● What is being asked: Add 84 to every vertex coordinate in the answers, and give all the lines again with that change. Cover everything from the start of the items up to and including the line with "337], [944, 337]]", and keep the requests as they are.

========

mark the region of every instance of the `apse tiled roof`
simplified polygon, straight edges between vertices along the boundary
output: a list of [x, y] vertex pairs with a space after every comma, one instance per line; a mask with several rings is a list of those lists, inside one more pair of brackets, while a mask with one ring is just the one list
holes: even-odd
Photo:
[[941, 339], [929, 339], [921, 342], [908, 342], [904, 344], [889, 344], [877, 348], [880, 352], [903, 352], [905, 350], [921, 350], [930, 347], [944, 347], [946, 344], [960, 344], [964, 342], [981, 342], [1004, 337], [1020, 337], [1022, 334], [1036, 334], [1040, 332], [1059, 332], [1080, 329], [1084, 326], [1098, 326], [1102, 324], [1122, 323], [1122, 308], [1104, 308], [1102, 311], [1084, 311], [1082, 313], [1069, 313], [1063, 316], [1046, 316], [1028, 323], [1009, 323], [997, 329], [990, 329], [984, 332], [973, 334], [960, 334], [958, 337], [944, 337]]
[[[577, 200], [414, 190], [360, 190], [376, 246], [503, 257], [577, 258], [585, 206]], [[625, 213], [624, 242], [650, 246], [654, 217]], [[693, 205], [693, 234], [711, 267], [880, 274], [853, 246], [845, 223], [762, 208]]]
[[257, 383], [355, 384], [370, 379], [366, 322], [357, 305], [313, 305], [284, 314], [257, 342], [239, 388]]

========

● Complete response:
mark the region of every instance of the `apse tiled roof`
simplified polygon, straight edges between vertices along the boundary
output: a list of [x, y] vertex pairs with a space after every comma, one instance per line; a mask with several rings is a list of those lists, inside one more pair of brackets, while a mask with one ring is just the one list
holes: even-odd
Photo:
[[1025, 423], [1013, 423], [1005, 426], [992, 426], [988, 428], [973, 428], [961, 432], [964, 436], [987, 436], [989, 434], [1005, 434], [1014, 431], [1028, 431], [1030, 428], [1044, 428], [1048, 426], [1065, 426], [1088, 421], [1104, 421], [1106, 418], [1120, 418], [1124, 416], [1143, 416], [1164, 413], [1168, 410], [1182, 410], [1186, 408], [1206, 407], [1206, 392], [1188, 392], [1186, 395], [1168, 395], [1166, 397], [1153, 397], [1147, 400], [1130, 400], [1112, 407], [1093, 407], [1081, 413], [1074, 413], [1068, 416], [1057, 418], [1044, 418], [1042, 421], [1028, 421]]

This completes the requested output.